This repository is for training and using Ai2's open vision language models, Molmo2 and MolmoPoint. Molmo2 is state-of-the-art among open-source models and demonstrates exceptional new capabilities in point-driven grounding in single image, multi-image, and video tasks as shown below. MolmoPoint is an extension with a new architecture for pointing. This README is mostly concerned with Molmo2, see MolmoPoint for how to train MolmoPoint.

See our blog post or our paper for more details about Molmo2. Huggingface models can be found here.

Setup
Training and Evaluations
Transformers and vLLM
Code

Setup

Installation

We recommend using python >= 3.11 First install PyTorch according to the instructions specific to your operating system.

To install dependencies, run:

git clone https://github.com/allenai/molmo2.git
cd molmo2
pip install torchcodec
pip install -e .[all]

It's recommended to install torchcodec separately since it has some complex dependencies that can break if installed in combination with the others as done using install -e .[all]

Docker

We provide a container with the dependencies (but not the code) pre-installed, pull it with: docker pull ghcr.io/allenai/molmo2:latest

Downloading Data

Molmo2 uses a mix of huggingface datasets and custom data stored in MOLMO_DATA_DIR.

For example, if you want to store the data in /data/molmo you could set

export MOLMO_DATA_DIR=/data/molmo
export HF_HOME=/data/molmo/huggingface

See here for more info on where the huggingface data is stored.

• **DATASET CONTENT**
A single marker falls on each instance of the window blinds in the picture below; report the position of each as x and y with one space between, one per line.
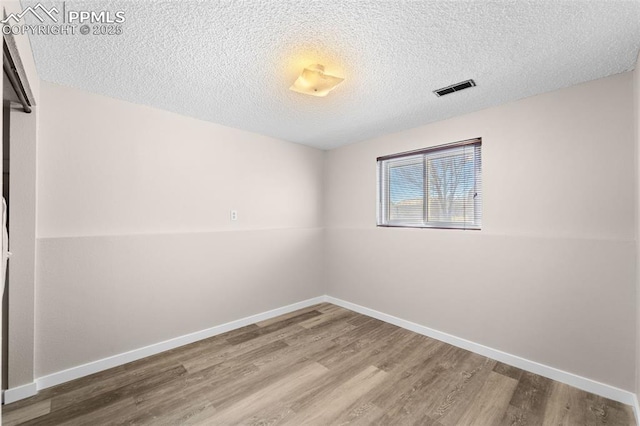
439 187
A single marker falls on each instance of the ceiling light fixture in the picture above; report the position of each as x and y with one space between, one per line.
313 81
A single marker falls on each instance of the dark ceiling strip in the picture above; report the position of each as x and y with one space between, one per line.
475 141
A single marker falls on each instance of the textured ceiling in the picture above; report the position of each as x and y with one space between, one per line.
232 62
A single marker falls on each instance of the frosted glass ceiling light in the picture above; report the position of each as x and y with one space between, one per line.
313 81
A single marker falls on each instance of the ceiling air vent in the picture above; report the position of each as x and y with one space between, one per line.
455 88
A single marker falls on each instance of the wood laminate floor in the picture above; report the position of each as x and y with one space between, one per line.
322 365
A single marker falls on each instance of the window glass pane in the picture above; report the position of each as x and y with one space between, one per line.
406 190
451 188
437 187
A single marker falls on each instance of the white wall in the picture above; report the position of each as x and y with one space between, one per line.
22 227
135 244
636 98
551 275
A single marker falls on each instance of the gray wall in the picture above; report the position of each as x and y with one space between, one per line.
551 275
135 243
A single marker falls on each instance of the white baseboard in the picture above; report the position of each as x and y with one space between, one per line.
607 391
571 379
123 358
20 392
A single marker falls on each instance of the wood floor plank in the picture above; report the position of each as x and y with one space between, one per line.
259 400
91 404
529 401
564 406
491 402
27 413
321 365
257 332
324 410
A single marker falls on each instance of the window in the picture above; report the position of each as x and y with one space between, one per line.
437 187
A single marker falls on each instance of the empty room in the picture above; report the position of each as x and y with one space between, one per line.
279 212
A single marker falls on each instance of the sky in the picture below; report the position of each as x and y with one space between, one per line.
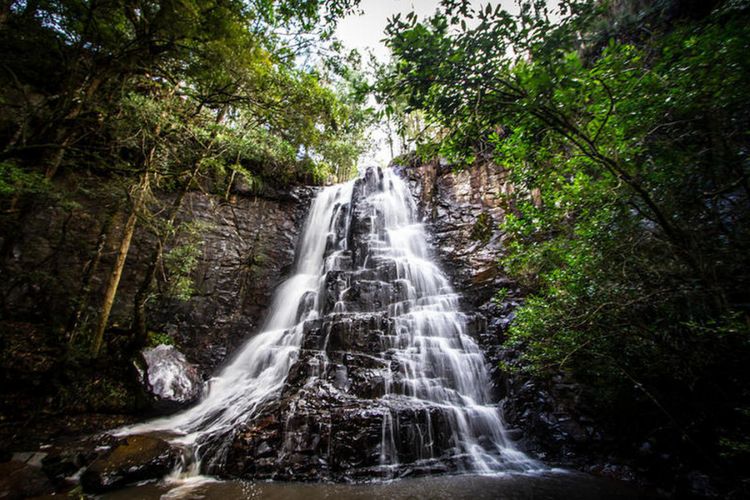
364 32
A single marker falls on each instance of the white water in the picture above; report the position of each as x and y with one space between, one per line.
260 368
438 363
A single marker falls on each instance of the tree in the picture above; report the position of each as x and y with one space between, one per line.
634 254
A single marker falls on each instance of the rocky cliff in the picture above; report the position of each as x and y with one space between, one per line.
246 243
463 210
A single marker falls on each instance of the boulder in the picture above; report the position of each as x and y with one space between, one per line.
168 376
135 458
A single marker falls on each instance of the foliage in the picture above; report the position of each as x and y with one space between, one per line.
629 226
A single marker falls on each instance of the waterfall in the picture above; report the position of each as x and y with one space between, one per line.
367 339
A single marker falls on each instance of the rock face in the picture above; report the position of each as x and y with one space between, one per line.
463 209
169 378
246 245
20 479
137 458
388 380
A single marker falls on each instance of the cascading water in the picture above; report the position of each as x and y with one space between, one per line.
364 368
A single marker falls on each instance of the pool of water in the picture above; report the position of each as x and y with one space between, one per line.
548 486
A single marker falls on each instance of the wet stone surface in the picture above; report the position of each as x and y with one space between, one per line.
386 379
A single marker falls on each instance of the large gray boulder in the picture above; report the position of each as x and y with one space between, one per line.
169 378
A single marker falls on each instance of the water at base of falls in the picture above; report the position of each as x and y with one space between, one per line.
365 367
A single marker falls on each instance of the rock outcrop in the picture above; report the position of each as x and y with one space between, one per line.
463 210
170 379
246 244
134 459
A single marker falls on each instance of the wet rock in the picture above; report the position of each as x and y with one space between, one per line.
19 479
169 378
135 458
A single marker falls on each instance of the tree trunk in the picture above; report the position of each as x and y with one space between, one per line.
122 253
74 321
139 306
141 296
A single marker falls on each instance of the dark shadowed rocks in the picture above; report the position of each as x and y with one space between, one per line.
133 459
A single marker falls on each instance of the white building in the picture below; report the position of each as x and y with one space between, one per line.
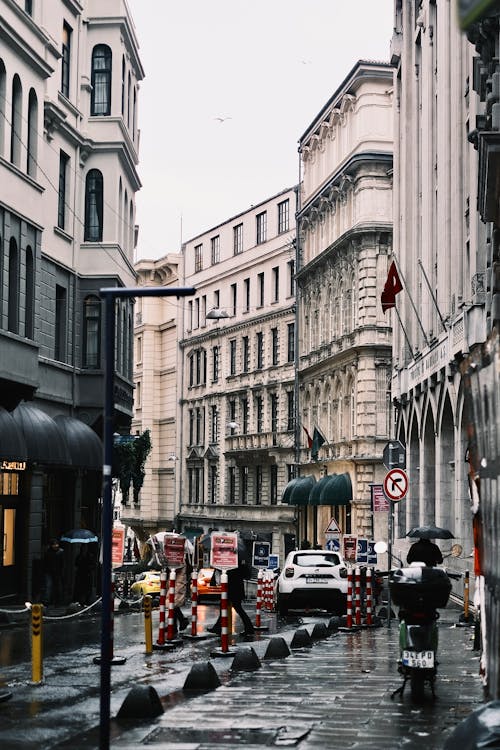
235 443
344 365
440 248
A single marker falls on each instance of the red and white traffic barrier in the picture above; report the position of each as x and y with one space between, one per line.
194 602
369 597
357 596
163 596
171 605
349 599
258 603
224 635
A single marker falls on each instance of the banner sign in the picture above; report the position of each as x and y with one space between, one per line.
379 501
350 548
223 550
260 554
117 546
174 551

---

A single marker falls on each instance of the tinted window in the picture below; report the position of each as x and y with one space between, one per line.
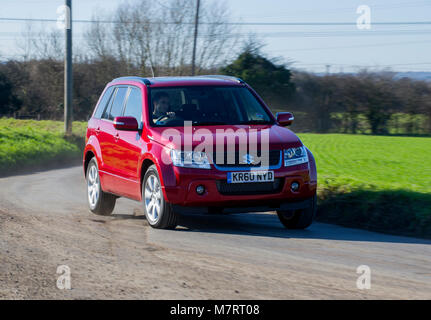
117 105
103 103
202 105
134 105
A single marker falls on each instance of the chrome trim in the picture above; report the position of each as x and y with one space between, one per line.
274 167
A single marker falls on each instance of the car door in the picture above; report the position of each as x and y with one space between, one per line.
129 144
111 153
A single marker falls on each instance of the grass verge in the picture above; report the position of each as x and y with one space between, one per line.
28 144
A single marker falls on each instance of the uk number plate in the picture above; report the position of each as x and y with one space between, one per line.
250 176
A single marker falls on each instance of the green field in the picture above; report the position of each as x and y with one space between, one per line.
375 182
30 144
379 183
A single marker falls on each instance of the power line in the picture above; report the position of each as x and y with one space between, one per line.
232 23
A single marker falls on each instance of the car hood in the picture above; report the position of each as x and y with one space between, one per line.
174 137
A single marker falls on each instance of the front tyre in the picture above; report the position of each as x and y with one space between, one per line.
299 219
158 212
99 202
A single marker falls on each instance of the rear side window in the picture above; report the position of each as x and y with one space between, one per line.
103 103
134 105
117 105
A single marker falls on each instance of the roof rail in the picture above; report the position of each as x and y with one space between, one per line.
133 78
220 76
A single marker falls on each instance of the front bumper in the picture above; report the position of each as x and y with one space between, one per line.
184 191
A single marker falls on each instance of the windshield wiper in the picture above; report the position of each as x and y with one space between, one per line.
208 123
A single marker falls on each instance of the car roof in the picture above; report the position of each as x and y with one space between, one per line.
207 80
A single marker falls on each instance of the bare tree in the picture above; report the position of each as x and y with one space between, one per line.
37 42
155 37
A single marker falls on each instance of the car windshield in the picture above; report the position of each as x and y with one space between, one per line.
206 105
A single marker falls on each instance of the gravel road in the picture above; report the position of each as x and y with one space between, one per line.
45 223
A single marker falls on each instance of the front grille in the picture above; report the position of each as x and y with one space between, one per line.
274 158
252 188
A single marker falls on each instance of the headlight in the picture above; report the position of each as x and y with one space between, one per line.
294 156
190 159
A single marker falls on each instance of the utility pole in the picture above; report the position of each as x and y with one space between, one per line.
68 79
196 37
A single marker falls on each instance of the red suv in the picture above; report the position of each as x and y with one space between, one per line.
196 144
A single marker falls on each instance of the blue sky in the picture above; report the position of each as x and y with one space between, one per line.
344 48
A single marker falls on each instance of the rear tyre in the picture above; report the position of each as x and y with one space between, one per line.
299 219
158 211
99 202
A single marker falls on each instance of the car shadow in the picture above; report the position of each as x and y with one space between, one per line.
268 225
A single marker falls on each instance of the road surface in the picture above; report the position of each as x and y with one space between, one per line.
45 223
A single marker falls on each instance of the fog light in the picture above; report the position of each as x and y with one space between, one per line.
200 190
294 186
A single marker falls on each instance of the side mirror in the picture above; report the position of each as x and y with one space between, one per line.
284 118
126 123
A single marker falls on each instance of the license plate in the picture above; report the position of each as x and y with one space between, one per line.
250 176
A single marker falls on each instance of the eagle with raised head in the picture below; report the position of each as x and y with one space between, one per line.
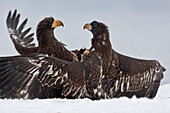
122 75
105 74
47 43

• **COMPLETE THE FOLLOWING**
1. In the Molmo2 README:
(a) What Python version is recommended?
(b) In which environment variable is the custom data stored?
(c) What does the provided Docker container come with pre-installed?
2. Repeat the Molmo2 README word for word from "This repository is" to "your operating system.".
3. Which commands does the Molmo2 README say to run to install dependencies? List every one.

• **SOLUTIONS**
1.
(a) Python >= 3.11
(b) MOLMO_DATA_DIR
(c) The dependencies, but not the code

2.
This repository is for training and using Ai2's open vision language models, Molmo2 and MolmoPoint. Molmo2 is state-of-the-art among open-source models and demonstrates exceptional new capabilities in point-driven grounding in single image, multi-image, and video tasks as shown below. MolmoPoint is an extension with a new architecture for pointing. This README is mostly concerned with Molmo2, see MolmoPoint for how to train MolmoPoint.

See our blog post or our paper for more details about Molmo2. Huggingface models can be found here.

Setup
Training and Evaluations
Transformers and vLLM
Code

Setup

Installation

We recommend using python >= 3.11 First install PyTorch according to the instructions specific to your operating system.

3.
git clone https://github.com/allenai/molmo2.git
cd molmo2
pip install torchcodec
pip install -e .[all]